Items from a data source
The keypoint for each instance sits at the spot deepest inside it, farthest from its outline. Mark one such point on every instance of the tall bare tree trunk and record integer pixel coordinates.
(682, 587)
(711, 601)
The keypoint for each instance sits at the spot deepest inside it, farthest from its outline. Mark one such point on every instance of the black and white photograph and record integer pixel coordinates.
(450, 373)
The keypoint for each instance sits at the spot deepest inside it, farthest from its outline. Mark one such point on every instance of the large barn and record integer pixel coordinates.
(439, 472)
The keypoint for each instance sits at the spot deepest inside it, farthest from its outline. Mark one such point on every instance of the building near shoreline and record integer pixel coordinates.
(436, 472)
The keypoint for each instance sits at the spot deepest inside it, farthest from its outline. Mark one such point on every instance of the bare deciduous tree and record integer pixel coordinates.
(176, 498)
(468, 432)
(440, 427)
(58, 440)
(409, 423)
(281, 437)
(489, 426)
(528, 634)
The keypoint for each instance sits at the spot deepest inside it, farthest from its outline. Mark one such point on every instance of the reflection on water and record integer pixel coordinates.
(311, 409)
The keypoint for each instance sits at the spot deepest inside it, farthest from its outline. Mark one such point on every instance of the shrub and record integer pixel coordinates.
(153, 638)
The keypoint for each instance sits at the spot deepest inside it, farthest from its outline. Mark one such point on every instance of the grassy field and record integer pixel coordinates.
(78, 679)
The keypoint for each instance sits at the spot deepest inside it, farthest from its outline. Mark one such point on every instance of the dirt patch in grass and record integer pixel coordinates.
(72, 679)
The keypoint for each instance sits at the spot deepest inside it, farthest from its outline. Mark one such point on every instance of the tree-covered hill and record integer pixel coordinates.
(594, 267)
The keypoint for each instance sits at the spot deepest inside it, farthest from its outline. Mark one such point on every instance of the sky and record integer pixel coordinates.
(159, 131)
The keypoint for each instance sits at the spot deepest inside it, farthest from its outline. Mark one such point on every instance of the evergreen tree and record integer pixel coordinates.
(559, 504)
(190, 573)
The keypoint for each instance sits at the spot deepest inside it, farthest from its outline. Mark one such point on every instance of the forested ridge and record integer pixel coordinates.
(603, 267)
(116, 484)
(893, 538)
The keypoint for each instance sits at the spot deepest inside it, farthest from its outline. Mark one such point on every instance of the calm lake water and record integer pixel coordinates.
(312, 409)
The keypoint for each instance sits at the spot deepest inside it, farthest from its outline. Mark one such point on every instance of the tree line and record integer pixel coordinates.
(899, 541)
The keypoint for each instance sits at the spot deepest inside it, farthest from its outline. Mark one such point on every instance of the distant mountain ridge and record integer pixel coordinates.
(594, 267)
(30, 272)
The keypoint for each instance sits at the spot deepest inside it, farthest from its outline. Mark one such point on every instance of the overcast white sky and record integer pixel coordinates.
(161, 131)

Task goal
Arrange every one of the rows above as a JSON list of strings, one string for each line, skipping any blank lines.

Response
[
  "The keypoint for each instance sits at the spot deepest inside it, farthest from its outline. Mark one such point on every instance of the tall bare tree trunk and record integer pixel coordinates.",
  "(682, 587)",
  "(711, 601)",
  "The keypoint for each instance sits at the spot deepest inside it, farthest from its outline. Mark one such point on every instance of the black and white photograph and record integer pixel coordinates.",
  "(450, 373)",
  "The keypoint for each instance sits at the spot deepest inside it, farthest from its outline. Mark one such point on every instance of the large barn and record integer pixel coordinates.",
  "(439, 472)",
  "The keypoint for each instance sits at the spot deepest inside it, farthest from its outline. Mark one such point on every instance of the building near shoreline and record integer pixel coordinates.",
  "(436, 472)",
  "The keypoint for each instance sits at the spot deepest inside it, farthest from its outline. Mark one such point on every instance of the bare deciduous tree and record integer pixel coordinates.",
  "(176, 498)",
  "(468, 432)",
  "(440, 427)",
  "(58, 440)",
  "(409, 423)",
  "(281, 437)",
  "(489, 426)",
  "(528, 634)",
  "The keypoint for each instance sits at the spot deepest inside it, farthest from its outline. Mark one such point on every instance of the reflection on water and record integer pixel coordinates.",
  "(311, 409)",
  "The keypoint for each instance sits at the spot deepest inside it, farthest from its outline. Mark one such point on every instance of the shrub and record integer pixel coordinates.",
  "(153, 638)",
  "The keypoint for each instance sits at the spot deepest inside it, farthest from its outline. Mark one such point on every instance of the grassy field and record integer pixel coordinates.",
  "(78, 679)",
  "The keypoint for each instance sits at the spot deepest inside it, farthest from its outline. Mark one such point on every instance of the dirt patch in grass and record integer pixel coordinates.",
  "(72, 679)",
  "The keypoint for each instance sits at the spot deepest inside it, farthest from its outline. Mark one such point on every instance of the tree-covered hill and record integer pixel coordinates.",
  "(594, 267)",
  "The keypoint for each instance sits at the spot deepest inside it, farthest from its outline. Mark one such point on every instance of the sky and record integer pixel coordinates.",
  "(159, 131)",
  "The keypoint for each instance sits at the spot deepest inside it, farthest from its outline. Mark one such point on every instance of the evergreen tree and record integer pixel coordinates.",
  "(559, 504)",
  "(190, 573)",
  "The keypoint for each instance sits at the spot deepest inside it, farthest from its outline. Mark one such point on every instance of the forested ridge and record integer pixel coordinates.",
  "(603, 267)",
  "(116, 484)",
  "(893, 538)",
  "The keypoint for each instance sits at the spot deepest inside it, farthest from its outline. Mark one such point on every instance of the calm lake water and record integer pixel coordinates.",
  "(312, 409)",
  "The keypoint for each instance sits at the spot deepest inside it, farthest from its outline. Mark one such point on every instance of the tree line and record integer pixel coordinates.",
  "(899, 541)",
  "The keypoint for each instance sits at the spot deepest inside it, farthest from its outline. Mark one such point on every instance of the distant mountain ridge and record integer pixel coordinates.",
  "(594, 267)",
  "(30, 272)",
  "The keypoint for each instance sits at the spot deepest inside it, farthest from its outline. Mark one such point on every instance of the overcast white sky and record integer pixel coordinates.",
  "(161, 131)"
]